→ EXERCISE DESCRIPTION:
Reproduce the listing word for word. Skip any image.

→ EXTRACTED RECORDS:
═══

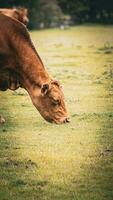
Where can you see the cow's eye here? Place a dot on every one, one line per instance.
(55, 102)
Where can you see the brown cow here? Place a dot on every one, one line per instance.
(20, 65)
(16, 13)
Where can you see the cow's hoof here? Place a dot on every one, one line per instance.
(2, 120)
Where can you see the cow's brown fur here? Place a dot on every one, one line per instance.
(20, 14)
(20, 65)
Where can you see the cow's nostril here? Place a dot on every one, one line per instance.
(68, 119)
(65, 120)
(49, 119)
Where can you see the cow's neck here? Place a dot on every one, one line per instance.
(32, 70)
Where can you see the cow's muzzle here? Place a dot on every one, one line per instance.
(60, 121)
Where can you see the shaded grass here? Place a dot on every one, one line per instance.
(68, 162)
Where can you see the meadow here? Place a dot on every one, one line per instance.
(42, 161)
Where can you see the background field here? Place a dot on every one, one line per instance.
(42, 161)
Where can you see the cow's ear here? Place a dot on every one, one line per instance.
(45, 88)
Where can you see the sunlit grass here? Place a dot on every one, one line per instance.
(41, 161)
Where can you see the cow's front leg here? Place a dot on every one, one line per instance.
(2, 120)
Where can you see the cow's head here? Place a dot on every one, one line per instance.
(49, 100)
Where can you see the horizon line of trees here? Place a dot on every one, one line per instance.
(47, 13)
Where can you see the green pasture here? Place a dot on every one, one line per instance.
(42, 161)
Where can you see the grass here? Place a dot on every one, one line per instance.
(41, 161)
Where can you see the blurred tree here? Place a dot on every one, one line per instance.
(46, 13)
(88, 10)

═══

→ ANSWER FOR THE TASK:
Where can you see the cow's eye here? Place a dot on every one, one line per instance.
(55, 102)
Where can you see the brown cow here? Place a dot on every one, one line per instance.
(20, 65)
(16, 13)
Where can you see the cow's hoof here? Place a dot on every one, one line per instance.
(2, 120)
Where can you see the cow's brown fur here? Place a dot on every one, one line per instance.
(20, 14)
(20, 65)
Where can you see the cow's nostril here? Place a dot on every one, one line per instance.
(68, 119)
(65, 120)
(49, 119)
Where can you see the cow's neck here? Place a dot on every one, one line per instance.
(32, 70)
Where can you see the cow's muzzle here? Place a dot on every one, one line per instance.
(60, 121)
Where can you see the shaded grass here? Place a dot on every one, one line per instance.
(68, 162)
Where can you see the meadow here? Place a dot on every one, one line per instance.
(42, 161)
Where can you see the background field here? Place a dot on every one, one line per instance.
(42, 161)
Where can you see the cow's ear here? Place a dot on every one, one line per instance.
(45, 88)
Where can you see the sunlit grass here? Place a dot on every one, one line per instance.
(41, 161)
Where can you see the cow's front leg here? Place a dot on every one, one line per instance.
(2, 120)
Where can you see the cow's head here? Place a dot on every one, one line per instance.
(49, 100)
Where can you see the horizon line of trees here? Place a dot on every one, one line per instance.
(47, 13)
Where can you see the green pasture here? Place a dot on every one, one line per instance.
(42, 161)
Where can you see the grass here? Place a dot on every one, one line per instance.
(41, 161)
Where can you see the blurred tree here? Place a dot on every one, one line per instance.
(46, 13)
(88, 10)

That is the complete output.